**WHAT IS NEEDED:** Copy out the part of the listing that begins at the line containing "Task: Locate the woman" and ends with the line containing "[0,394,295,533]", keeping every line unchanged. Include both of those lines and nothing else.

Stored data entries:
• • • • • • •

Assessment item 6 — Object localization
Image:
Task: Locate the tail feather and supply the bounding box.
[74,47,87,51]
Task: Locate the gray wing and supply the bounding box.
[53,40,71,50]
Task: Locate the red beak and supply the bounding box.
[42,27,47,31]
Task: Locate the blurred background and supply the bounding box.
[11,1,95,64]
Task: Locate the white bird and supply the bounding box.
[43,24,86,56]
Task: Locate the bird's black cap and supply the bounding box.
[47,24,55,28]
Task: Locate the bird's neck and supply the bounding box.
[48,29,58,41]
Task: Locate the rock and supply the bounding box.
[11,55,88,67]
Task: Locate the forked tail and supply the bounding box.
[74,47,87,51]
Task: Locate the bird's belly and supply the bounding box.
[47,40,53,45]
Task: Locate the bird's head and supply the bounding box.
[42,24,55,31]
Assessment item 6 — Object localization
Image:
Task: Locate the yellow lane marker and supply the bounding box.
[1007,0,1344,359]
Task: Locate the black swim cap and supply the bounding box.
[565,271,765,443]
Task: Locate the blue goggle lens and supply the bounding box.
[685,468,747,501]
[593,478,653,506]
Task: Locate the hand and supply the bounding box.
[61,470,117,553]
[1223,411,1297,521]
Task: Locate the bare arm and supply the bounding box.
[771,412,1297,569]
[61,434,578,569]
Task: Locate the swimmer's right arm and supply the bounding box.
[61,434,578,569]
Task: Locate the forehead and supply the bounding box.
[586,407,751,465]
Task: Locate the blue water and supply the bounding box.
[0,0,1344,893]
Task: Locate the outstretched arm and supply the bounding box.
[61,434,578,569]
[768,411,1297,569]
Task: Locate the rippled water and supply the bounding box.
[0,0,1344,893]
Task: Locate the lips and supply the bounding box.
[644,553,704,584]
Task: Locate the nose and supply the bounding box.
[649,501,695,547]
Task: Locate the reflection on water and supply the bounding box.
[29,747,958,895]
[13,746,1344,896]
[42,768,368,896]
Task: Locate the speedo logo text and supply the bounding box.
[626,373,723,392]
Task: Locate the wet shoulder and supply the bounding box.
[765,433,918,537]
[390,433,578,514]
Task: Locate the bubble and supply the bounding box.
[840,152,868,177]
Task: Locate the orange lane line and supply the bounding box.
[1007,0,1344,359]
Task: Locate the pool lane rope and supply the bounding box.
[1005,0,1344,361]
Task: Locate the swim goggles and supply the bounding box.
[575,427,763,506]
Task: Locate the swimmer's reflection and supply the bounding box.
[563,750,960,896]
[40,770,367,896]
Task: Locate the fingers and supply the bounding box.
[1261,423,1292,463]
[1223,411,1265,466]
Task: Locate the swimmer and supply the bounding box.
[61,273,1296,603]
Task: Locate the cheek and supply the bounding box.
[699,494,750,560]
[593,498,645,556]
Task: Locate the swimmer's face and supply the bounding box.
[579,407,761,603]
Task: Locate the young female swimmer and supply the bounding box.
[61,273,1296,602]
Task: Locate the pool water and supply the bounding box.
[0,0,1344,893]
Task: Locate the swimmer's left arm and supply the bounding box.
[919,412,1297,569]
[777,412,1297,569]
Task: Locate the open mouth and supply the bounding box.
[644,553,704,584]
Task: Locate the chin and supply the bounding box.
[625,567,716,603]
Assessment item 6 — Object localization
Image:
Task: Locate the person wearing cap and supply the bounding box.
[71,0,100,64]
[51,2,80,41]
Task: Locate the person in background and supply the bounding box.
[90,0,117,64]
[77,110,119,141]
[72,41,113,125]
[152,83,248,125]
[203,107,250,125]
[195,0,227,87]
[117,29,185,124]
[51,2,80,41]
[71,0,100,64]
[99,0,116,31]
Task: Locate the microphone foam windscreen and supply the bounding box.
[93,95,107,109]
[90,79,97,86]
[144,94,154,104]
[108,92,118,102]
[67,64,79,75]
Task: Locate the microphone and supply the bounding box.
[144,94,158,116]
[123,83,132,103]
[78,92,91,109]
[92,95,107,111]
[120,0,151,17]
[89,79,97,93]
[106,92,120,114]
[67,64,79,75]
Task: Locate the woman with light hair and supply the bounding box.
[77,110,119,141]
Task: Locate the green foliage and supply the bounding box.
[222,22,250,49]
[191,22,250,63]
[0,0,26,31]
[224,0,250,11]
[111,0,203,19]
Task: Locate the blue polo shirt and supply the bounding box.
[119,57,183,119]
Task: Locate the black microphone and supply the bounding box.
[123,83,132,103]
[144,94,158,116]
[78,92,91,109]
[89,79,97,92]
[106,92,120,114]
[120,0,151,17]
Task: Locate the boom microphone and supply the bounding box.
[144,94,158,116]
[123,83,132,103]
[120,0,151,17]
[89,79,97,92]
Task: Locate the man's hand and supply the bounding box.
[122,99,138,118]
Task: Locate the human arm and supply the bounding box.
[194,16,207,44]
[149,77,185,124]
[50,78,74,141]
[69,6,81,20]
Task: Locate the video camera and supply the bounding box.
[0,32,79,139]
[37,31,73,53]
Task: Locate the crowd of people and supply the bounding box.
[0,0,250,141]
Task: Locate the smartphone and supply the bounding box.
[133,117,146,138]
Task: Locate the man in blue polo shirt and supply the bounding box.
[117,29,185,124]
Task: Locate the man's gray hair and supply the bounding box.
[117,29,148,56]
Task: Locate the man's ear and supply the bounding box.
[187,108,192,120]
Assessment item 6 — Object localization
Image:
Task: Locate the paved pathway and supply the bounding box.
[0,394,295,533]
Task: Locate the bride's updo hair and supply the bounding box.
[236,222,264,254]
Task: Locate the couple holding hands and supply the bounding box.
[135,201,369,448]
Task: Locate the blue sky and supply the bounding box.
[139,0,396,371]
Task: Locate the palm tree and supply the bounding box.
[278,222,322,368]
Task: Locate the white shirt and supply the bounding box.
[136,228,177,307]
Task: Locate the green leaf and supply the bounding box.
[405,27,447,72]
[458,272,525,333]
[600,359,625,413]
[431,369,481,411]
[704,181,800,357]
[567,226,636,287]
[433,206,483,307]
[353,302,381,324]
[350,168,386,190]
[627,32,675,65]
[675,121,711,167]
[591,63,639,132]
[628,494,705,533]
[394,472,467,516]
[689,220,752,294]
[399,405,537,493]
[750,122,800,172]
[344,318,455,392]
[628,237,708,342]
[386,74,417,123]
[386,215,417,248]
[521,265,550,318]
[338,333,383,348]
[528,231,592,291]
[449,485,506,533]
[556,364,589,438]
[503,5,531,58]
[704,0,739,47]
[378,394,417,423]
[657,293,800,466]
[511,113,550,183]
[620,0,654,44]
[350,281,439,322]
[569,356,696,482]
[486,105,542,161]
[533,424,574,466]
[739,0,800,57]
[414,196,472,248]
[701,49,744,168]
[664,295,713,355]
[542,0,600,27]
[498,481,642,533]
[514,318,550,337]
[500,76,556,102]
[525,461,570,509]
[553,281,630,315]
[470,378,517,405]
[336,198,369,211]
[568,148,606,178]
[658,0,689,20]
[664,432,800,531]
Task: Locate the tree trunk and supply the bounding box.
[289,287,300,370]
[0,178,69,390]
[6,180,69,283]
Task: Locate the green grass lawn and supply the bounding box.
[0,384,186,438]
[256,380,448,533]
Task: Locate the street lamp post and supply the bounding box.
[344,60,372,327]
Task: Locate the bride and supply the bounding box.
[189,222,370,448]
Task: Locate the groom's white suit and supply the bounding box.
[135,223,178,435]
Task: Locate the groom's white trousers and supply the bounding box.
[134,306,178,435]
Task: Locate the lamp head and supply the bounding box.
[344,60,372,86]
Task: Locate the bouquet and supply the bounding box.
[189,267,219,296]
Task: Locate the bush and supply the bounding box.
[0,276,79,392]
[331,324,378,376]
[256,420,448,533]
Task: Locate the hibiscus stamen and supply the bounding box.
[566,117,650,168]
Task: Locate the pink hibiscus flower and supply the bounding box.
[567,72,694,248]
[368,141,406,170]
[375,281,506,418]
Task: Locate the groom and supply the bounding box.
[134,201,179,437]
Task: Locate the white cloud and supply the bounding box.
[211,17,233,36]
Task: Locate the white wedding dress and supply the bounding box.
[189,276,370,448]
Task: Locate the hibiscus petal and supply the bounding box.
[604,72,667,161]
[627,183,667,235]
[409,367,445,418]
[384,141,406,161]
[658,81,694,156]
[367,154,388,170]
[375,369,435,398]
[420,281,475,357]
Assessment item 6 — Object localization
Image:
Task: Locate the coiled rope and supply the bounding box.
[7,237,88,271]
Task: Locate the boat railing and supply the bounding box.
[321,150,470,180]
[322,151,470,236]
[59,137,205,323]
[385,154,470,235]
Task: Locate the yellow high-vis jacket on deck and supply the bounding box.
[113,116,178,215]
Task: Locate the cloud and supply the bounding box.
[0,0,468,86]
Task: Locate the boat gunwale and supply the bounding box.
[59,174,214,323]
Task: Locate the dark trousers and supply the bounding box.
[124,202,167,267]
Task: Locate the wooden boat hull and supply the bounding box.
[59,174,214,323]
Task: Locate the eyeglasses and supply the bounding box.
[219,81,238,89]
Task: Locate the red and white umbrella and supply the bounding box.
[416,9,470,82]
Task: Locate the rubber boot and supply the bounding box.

• • • • • • •

**EXPECTED ANSWER:**
Task: Locate the woman with light hair and supply the bounding box.
[77,110,119,141]
Task: Locate the green foliage and supply the bounding box.
[222,22,250,49]
[191,22,250,63]
[0,0,26,31]
[224,0,250,11]
[111,0,203,19]
Task: Locate the blue polo shirt and supply the bounding box.
[119,57,183,119]
Task: Locate the black microphone and supply the bounding box.
[123,83,132,103]
[144,94,158,116]
[78,92,91,109]
[89,79,97,92]
[106,92,120,114]
[120,0,151,17]
Task: Locate the boom microphone and supply the bounding box.
[144,94,158,116]
[123,83,132,103]
[120,0,151,17]
[89,79,97,92]
Task: Locate the man's hand and supply the bounding box.
[122,99,138,118]
Task: Locate the human arm and supply the bounding box.
[194,16,207,44]
[149,77,185,124]
[50,78,74,141]
[69,6,81,20]
Task: Locate the video camera and supply the bounding box.
[0,32,79,139]
[37,31,73,53]
Task: Locate the crowd of people and supply the bounding box.
[0,0,250,141]
Task: Locate the smartphone and supply the bounding box.
[133,117,146,138]
Task: Locate the man in blue polo shirt and supply the bounding box.
[117,29,185,124]
Task: Locate the man's gray hair and supply the bounding box.
[117,29,148,56]
Task: Locate the man's ear and supply the bounding box.
[187,108,192,120]
Assessment item 6 — Object localization
Image:
Task: Locate the paved pathway and supply the bounding box.
[0,394,295,533]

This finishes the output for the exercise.